== Page extract ==

This guide consolidates what actually moves throughput when serving a single mid-size GPU (e.g. an L4-class card, or our GB10 host) for the fact-extraction workload (KG-2.64) and other JSON-structured generation. The findings are distilled from an empirical benchmark sweep on an L4 serving a 35B-A3B MoE model; they generalize to any bandwidth-bound single-stream decode.

Why this matters here. Fact extraction is a long structured-JSON generation on one contended GPU slot (KG-2.65 schedules access to it). The knobs below are the difference between ~56 and ~76 tok/s with no quality loss — a 34% wall-clock win on every extraction job.

The one-line summary¶

Low-bit k-quant + speculative decoding are synergistic, not independent. On a bandwidth-bound single stream, the win comes from doing fewer, cheaper memory passes per accepted token — quantization shrinks the pass, speculation amortizes it. Neither alone reaches the ceiling.

What works (apply these)¶

Lever	Setting	Effect	Why
Quantization	Q3_K_XL (~3.5 bpw) over Q4_K_XL	+34% decode tok/s, zero quality loss	Decode is memory-bandwidth bound; smaller weights = faster passes.
Speculative decoding	MTP / `draft-mtp`, `n-max 3`, `p-min 0.1`	+39% at Q3 (only +13% at Q4)	Drafts cheap tokens, verifies in one pass; the win scales with how cheap the pass is (so it compounds with low-bit).
Flash attention	on, uniform KV precision	baseline-critical	Mixing KV precisions disables flash-attn → −57%. Keep KV uniform.
Parallelism	`--parallel 1`	best single-job throughput	BS=1 MoE decode already saturates bandwidth; extra streams split it (−10%).
KV-cache reuse	reuse across rounds on the same doc prefix	faster rounds 2+	The prompt+document prefix is identical across our multi-round recall (KG-2.64); cache it.

What does NOT help (don't bother)¶

KV-cache quantization — KV is tiny next to weights; no measurable effect, and mixed precision kills flash-attn.

===
== Data section ==

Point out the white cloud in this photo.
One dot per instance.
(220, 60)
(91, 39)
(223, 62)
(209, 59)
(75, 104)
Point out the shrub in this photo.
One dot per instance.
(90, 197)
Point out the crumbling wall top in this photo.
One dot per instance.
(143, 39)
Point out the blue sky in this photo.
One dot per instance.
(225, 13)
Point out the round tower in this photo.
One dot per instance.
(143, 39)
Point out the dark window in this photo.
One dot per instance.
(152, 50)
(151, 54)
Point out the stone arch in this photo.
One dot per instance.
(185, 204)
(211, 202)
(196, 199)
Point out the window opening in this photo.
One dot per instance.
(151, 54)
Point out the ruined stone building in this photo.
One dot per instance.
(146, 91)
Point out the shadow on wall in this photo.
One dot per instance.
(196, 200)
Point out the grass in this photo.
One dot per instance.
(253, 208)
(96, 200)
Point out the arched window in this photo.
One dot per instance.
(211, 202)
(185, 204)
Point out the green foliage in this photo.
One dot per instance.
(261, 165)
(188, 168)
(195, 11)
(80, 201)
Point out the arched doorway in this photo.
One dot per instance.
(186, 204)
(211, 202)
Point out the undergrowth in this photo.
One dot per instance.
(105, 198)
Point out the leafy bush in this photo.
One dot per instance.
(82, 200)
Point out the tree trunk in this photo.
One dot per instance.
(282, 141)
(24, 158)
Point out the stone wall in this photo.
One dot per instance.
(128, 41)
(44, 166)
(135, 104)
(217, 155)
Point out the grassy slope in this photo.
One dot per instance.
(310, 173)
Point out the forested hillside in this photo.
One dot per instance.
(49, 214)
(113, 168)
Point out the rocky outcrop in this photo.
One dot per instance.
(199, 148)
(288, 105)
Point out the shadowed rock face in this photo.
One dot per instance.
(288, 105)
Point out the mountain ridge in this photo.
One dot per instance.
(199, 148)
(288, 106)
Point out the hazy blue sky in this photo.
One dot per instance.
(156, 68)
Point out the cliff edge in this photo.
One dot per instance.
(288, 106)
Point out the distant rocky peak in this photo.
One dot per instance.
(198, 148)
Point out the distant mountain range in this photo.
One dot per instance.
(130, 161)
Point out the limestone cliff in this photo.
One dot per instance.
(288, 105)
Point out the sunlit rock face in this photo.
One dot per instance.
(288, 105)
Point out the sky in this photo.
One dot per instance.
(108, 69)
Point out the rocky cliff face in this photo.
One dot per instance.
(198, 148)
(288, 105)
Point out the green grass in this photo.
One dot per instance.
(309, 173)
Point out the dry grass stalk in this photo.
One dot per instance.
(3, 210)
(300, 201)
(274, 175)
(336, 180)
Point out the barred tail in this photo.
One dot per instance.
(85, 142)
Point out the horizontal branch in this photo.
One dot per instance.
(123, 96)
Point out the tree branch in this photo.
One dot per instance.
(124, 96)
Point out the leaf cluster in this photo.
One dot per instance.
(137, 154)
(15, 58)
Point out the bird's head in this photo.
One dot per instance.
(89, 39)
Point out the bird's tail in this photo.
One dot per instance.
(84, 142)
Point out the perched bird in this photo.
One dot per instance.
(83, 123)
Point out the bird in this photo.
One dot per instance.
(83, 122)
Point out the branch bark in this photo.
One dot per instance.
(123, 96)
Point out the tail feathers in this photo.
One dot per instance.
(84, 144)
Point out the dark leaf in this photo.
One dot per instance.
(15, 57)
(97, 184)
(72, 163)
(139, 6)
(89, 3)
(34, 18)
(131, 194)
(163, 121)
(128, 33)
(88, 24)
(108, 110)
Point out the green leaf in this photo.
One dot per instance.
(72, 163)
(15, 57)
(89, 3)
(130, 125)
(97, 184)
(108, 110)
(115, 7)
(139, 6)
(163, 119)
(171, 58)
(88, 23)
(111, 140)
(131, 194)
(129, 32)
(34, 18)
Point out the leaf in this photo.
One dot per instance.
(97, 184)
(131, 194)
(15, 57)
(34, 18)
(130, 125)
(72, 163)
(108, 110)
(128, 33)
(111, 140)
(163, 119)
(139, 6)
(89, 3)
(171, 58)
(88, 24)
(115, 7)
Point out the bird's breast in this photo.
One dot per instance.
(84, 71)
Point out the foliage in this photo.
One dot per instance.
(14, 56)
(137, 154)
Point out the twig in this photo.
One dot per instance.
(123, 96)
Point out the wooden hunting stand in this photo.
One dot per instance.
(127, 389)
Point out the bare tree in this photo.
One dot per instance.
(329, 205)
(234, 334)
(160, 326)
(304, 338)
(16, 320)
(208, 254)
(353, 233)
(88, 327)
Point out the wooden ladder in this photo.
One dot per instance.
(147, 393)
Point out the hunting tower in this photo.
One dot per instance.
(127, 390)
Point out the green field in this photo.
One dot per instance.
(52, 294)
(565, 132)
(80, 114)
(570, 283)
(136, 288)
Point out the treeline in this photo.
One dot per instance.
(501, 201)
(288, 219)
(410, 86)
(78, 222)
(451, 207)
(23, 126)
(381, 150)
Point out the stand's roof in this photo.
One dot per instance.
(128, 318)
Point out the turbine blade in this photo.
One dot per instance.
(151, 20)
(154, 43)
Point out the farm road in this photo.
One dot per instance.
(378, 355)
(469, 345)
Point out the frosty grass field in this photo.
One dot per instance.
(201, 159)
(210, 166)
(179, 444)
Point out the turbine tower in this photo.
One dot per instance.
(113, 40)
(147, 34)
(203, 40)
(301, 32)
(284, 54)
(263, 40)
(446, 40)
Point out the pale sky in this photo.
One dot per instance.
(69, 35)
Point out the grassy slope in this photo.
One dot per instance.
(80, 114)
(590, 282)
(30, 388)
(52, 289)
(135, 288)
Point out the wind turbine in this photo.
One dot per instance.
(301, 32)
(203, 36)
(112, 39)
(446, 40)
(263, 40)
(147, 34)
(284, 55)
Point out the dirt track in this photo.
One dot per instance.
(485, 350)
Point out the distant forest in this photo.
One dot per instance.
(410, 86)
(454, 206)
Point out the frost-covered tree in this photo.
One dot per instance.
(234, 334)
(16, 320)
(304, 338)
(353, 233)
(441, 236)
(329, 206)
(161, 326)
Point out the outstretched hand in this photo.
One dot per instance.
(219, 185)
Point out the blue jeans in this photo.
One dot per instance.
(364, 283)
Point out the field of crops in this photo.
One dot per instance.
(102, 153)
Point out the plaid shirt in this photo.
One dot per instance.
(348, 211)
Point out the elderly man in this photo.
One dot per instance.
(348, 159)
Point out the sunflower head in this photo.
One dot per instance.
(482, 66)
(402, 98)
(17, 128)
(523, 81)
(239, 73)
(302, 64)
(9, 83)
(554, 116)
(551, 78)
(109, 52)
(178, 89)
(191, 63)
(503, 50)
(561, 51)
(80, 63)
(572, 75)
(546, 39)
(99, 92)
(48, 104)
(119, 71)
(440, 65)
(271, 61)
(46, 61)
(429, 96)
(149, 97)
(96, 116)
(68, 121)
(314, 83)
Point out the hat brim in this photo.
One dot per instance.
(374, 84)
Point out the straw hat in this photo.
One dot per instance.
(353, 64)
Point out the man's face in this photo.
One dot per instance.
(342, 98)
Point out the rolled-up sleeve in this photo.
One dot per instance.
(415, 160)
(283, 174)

===

Task>
Answer from the throughput guide:
1. Which quantization does the throughput guide recommend over Q4_K_XL?
2. Mixing KV precisions disables flash attention. What change in throughput does the guide give for that?
3. What `--parallel` setting gives the best single-job throughput?
Rely only on the throughput guide when answering.

Written reply>
1. Q3_K_XL (~3.5 bpw).
2. −57%.
3. `--parallel 1`.